**Text block**
- - - -
Massimo Volta (born 14 May 1987) is an Italian professional footballer who plays as a defender for Eccellenza amateurs Carpenedolo.

Club career
Volta started his career with minor league club Carpenedolo.

Sampdoria
In January 2007 Volta was signed by Sampdoria in co-ownership deal for €200,000 in -year contract. Volta spent rest of 2006–07 Serie C2 season with Carpenedolo.

Parma
During 2007–08 season Parma bought Carpenedolo's stake for €200,000. Volta spent his 2007–08 season with the third division club Foligno. In June 2008 Parma and Sampdoria renewed the co-ownership deal. Volta moved up one level again and played for Vicenza in 2008–09 Serie B. Volta also spent 2008 pre-season with the Genoese team, wearing no. 87, but left on loan on the last day of transfer window. In summer 2009 Volta signed a new five-year deal with Sampdoria, the co-ownership deal also renewed again in June 2009. In August 2009 Volta left for Serie B newcomers Cesena, where he was one of the main protagonists of the club's rise into the top flight.
- - - -
Dataset rows:
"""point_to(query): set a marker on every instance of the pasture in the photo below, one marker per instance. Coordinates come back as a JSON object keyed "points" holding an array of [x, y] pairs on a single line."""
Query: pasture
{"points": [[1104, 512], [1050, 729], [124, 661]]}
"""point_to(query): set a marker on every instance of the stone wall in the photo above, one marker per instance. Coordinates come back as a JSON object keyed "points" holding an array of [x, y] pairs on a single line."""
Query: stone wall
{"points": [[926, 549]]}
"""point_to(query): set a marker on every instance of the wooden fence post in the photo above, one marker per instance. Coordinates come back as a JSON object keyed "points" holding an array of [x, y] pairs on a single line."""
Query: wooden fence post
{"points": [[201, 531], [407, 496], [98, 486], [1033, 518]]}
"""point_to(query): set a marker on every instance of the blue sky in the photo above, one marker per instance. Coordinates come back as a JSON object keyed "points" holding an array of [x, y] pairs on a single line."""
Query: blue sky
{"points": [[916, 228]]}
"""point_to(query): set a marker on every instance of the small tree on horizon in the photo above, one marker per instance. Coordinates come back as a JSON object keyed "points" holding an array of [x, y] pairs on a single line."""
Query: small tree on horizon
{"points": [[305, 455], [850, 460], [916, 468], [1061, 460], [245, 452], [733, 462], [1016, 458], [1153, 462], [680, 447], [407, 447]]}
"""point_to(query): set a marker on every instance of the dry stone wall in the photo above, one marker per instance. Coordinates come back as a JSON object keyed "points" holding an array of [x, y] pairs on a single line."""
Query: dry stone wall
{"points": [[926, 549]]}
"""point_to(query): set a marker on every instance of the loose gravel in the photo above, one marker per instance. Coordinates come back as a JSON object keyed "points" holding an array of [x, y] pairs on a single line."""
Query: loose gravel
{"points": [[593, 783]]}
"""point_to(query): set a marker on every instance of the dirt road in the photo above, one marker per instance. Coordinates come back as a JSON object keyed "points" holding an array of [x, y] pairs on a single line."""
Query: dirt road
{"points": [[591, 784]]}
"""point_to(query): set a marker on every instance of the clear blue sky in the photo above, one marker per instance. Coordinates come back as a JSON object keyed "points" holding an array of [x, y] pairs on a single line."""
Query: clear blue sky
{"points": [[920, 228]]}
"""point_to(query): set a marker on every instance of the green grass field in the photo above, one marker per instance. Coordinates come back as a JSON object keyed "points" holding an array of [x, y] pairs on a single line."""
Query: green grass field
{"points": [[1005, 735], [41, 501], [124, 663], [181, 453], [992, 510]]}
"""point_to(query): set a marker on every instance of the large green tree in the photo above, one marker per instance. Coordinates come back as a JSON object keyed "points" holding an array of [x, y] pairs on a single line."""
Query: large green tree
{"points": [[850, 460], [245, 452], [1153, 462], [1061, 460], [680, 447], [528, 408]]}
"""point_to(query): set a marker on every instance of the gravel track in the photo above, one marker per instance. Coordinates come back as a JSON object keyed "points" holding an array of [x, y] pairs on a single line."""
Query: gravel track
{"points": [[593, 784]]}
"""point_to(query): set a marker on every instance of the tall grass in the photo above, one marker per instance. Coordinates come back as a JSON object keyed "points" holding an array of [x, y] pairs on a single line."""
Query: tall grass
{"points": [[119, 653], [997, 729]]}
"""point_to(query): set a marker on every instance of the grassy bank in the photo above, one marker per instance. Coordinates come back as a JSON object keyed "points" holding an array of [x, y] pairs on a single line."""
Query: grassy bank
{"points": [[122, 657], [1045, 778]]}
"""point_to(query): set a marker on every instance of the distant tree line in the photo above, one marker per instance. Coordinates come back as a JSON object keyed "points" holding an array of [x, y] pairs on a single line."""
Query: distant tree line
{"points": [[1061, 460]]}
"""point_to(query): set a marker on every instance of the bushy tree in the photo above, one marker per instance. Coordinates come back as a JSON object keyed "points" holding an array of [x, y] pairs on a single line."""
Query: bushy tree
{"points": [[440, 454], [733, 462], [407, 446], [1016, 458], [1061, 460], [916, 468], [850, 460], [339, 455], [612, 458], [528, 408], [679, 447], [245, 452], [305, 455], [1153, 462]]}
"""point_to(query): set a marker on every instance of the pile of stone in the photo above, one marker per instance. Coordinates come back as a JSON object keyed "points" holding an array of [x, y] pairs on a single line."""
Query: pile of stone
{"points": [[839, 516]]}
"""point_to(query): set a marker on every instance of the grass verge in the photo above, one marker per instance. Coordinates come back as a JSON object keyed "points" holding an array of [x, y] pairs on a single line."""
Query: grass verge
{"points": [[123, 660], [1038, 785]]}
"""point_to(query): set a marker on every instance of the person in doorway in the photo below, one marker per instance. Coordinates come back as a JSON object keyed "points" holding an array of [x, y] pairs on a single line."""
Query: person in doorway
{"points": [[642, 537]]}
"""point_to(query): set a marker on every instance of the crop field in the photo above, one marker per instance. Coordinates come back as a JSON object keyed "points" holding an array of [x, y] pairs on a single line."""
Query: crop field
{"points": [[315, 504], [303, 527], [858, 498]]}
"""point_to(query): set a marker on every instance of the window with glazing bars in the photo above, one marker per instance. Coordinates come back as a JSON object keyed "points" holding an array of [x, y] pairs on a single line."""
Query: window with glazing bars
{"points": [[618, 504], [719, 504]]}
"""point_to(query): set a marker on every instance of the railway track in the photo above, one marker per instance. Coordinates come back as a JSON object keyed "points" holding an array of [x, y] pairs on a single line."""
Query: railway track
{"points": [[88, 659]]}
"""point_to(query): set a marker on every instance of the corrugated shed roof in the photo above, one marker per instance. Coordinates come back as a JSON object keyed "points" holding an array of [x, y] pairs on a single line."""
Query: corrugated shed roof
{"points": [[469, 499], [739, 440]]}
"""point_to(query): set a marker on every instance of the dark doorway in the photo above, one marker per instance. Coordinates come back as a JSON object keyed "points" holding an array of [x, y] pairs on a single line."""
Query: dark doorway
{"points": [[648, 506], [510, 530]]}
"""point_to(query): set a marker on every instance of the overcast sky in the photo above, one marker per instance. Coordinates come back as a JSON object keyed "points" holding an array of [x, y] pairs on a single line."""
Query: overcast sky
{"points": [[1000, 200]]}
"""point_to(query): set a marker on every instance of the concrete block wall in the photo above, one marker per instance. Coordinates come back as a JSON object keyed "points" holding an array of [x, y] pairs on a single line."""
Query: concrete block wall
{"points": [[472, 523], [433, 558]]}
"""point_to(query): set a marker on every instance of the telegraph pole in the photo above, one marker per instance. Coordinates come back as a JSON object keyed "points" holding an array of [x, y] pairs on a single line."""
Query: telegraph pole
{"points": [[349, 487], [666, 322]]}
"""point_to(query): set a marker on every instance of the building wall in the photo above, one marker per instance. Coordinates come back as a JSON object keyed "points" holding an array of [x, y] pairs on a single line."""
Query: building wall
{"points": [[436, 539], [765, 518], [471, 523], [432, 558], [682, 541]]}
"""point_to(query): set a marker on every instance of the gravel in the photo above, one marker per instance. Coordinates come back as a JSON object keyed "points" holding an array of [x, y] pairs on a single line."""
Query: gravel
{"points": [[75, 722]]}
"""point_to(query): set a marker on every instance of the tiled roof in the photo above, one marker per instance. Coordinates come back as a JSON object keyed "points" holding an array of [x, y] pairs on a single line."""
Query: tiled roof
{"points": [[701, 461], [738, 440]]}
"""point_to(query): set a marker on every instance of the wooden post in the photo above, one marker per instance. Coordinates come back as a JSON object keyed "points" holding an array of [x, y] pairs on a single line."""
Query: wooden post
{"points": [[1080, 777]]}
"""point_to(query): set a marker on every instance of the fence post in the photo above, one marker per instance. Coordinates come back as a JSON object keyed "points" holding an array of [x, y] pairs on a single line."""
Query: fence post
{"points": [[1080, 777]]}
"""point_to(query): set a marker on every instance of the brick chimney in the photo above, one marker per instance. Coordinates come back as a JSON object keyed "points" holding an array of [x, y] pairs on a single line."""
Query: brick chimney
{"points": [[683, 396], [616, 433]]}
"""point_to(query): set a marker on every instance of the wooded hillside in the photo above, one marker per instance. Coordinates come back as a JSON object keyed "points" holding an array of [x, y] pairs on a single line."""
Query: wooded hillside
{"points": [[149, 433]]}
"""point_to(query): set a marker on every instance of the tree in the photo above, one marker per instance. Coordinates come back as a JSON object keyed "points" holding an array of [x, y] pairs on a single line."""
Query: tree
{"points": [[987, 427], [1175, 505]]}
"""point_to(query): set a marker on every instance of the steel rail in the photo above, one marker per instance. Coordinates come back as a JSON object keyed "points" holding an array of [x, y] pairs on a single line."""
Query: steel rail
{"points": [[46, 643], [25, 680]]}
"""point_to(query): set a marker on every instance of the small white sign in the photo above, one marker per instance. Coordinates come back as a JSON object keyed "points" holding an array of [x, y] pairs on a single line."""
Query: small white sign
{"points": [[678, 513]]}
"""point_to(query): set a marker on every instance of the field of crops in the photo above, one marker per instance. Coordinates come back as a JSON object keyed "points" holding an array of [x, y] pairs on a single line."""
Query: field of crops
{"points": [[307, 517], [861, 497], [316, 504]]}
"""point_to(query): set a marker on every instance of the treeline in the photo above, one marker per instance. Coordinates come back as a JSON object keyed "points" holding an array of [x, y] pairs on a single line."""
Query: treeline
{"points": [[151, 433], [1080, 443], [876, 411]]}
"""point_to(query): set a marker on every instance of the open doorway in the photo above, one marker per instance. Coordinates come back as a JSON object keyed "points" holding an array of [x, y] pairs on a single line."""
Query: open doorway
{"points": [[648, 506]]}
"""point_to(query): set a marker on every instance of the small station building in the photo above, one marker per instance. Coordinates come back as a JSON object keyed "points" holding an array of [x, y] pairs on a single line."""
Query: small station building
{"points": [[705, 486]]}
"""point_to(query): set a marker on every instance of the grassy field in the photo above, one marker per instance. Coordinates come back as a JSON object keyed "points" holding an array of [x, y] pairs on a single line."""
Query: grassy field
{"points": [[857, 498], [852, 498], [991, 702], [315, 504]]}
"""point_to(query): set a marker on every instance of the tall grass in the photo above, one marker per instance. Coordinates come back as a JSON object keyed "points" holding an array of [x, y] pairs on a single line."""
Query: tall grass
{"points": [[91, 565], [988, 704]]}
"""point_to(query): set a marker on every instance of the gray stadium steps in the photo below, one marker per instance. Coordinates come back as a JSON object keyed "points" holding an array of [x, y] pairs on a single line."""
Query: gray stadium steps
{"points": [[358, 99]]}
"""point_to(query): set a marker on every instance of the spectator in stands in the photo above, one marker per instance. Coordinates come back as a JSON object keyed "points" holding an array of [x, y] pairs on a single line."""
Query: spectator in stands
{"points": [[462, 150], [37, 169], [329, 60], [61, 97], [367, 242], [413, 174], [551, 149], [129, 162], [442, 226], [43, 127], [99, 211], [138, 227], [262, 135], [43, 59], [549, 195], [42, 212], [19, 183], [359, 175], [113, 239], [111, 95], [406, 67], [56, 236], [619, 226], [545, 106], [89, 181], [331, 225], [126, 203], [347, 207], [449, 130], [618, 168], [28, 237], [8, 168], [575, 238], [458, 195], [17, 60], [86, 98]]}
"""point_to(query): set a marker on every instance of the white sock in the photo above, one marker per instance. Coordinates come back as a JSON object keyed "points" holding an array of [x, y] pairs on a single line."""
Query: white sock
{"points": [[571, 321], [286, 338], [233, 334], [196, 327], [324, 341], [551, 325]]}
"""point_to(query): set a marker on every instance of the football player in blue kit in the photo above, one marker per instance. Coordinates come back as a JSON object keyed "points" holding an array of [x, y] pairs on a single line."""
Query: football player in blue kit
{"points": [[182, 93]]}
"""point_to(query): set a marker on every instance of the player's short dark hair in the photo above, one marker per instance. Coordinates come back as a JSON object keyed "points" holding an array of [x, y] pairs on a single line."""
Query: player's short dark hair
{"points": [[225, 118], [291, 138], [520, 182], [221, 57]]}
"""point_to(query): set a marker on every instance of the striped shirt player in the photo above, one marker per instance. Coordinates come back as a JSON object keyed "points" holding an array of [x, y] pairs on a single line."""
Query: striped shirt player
- - - -
**Short exercise A**
Count the lines in the listing that contain the string "distant". Reply with the number alone.
**Short exercise B**
Pick up the article on Massimo Volta's football career right after its last sentence and keep writing.
The article and the listing come from unrelated sources.

**Output A**
2

**Output B**
Return to Sampdoria
In June 2010 Sampdoria and Parma agreed to renew the co-ownership agreement again, with Volta joining the Blucerchiati for the new season. In summer 2010 he signed a new five-year contract again with Samp. He made his debut with Sampdoria in the Third Qualifying Round of the 2010–11 UEFA Champions League against Werder Bremen. That season he rotated with Stefano Lucchini as the centre-back, which Volta played 6 out of 6 group stage matches of 2010–11 UEFA Europa League, and Lucchini mainly for domestic league. The other centre-back was Daniele Gastaldello.

After Sampdoria relegated, Sampdoria bought Volta outright from Parma for €900,000 in June 2011, and Lucchini was released.

Volta was a regular starter for Doria in 2011–12 Serie B. The team promoted back to Serie A just 1 season. On 31 August 2012, Volta left for Spanish club Levante UD.

Cesena (loan)
On 21 January 2013, Volta was signed by Serie B club Cesena. The loan was extended on 11 July 2013. He renewed his loan deal with Cesena again on 18 July 2014, prior to the 2014–15 Serie A.

Perugia
On 7 July 2015, Volta was sold to A.C. Perugia Calcio.

Benevento
On 24 July 2018, Volta signed to Benevento a loan with an obligation to buy.

Triestina
On 21 July 2021, he joined Serie C club Triestina.

Later years
On 5 October 2022, Volta agreed to return to boyhood club Carpenedolo, playing in the Eccellenza regional division of Lombardy.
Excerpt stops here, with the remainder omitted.